Stored data entries:
==================================================

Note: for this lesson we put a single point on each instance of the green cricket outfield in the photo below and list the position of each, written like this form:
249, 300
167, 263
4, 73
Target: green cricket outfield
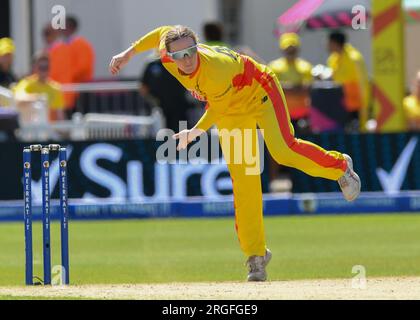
158, 251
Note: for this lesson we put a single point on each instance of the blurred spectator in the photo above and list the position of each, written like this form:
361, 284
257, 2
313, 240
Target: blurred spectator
349, 70
32, 88
213, 34
7, 50
295, 76
160, 88
60, 59
411, 107
82, 53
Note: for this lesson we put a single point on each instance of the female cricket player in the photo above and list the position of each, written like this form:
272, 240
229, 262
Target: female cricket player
241, 94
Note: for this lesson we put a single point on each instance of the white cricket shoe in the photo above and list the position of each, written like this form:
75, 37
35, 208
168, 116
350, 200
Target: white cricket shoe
256, 266
349, 182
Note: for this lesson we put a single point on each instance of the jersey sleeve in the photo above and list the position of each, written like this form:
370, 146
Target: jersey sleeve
150, 40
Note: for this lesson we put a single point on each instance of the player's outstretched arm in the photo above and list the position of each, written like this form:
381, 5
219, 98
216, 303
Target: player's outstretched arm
147, 42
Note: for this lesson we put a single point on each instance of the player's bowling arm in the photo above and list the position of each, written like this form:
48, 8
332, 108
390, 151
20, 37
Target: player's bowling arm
150, 40
147, 42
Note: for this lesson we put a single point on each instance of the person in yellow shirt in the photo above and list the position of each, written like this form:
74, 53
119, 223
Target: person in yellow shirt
240, 95
29, 89
411, 105
295, 77
349, 70
7, 51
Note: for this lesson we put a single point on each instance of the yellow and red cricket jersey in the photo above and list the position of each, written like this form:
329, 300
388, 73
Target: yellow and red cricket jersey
243, 94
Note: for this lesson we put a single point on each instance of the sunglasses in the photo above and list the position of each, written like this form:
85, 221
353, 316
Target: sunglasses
178, 55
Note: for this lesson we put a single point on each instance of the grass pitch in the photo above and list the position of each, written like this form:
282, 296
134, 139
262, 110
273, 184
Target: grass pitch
206, 250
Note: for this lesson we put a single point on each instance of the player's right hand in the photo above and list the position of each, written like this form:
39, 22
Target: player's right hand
118, 62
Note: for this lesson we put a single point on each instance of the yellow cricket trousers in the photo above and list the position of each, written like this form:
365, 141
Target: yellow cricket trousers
237, 137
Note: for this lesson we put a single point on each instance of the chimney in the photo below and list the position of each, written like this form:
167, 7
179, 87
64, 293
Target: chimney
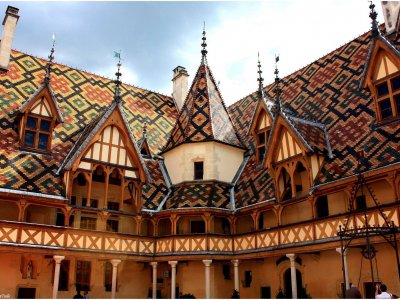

==================================================

What this task involves: Leave out the images and copy every record above exactly.

Response below:
Note: for this lesson we put a single point on each instance of the green cricket outfield in the photo below and list the position of each, written like this form:
249, 300
167, 263
4, 73
Target: green cricket outfield
158, 251
Note: for this lesson we put a single point on each instance of the blurred spectator in the photo above and list the position of each, written like this form:
361, 284
257, 2
313, 240
Target: blurred spectator
349, 70
32, 88
213, 34
7, 50
295, 76
160, 88
60, 59
411, 107
82, 53
Note: for this lesson we put a single point on each instance of the female cricket player in the photo above and list the position of each, written like this form:
272, 240
229, 262
Target: female cricket player
241, 94
Note: for this lesson we put a single point on each instance of the white cricket shoe in the photo above and list the position of each, written like this form:
75, 37
35, 208
168, 116
350, 200
Target: white cricket shoe
256, 266
349, 182
Note: for this lesson we put a single point on each instance of the jersey sleeve in the photo above and list the position of each, written like this form:
370, 146
Target: jersey sleeve
150, 40
Note: for this lesson we put a single point on each instance of the player's outstretched arm in the photo above and list the position of each, written like this form:
381, 5
219, 98
216, 303
Target: player's outstretched arm
147, 42
Note: for this lesson we put a single point on each instance of the player's bowling arm in the photo above and list the position of each, written like this form:
48, 8
332, 108
390, 151
20, 37
Target: player's bowling arm
150, 40
147, 42
Note: for this lesson we put a single point on each instance of the person in yellow shirt in the photo above and list the position of each, written like this form:
74, 53
119, 223
Target: person in yellow shirt
240, 95
29, 89
411, 105
295, 77
349, 70
7, 51
Note: for this lesson we put a single point on each instance of the yellow and red cricket jersey in the photo above and list the position of each, written like this form:
329, 300
388, 73
Target: yellow and red cricket jersey
243, 94
Note: for this lesson we put a single point on each instance of the sunglasses in the photo above and list the position of each, written like this form:
85, 221
353, 316
Target: sunglasses
178, 55
Note: for this lesson we put a single point on each instance of the grass pitch in the photo above and list the position of each, written like this form:
282, 296
134, 139
262, 110
273, 184
Target: grass pitch
206, 250
Note: for this lesson we put a single point on each instance of the player's right hand in the photo above and list the position of each, written like this form:
39, 22
Target: player's right hand
118, 62
Note: for this lesson we put a single point on each instance of the yellow cricket trousers in the photo above and list the position of each, written like this form:
365, 141
Target: yellow cricket trousers
237, 137
Note: for this lesson we put a single point on each instance of the chimney in the photo below and list the position of each, written like this form:
167, 7
179, 87
64, 293
Target: chimney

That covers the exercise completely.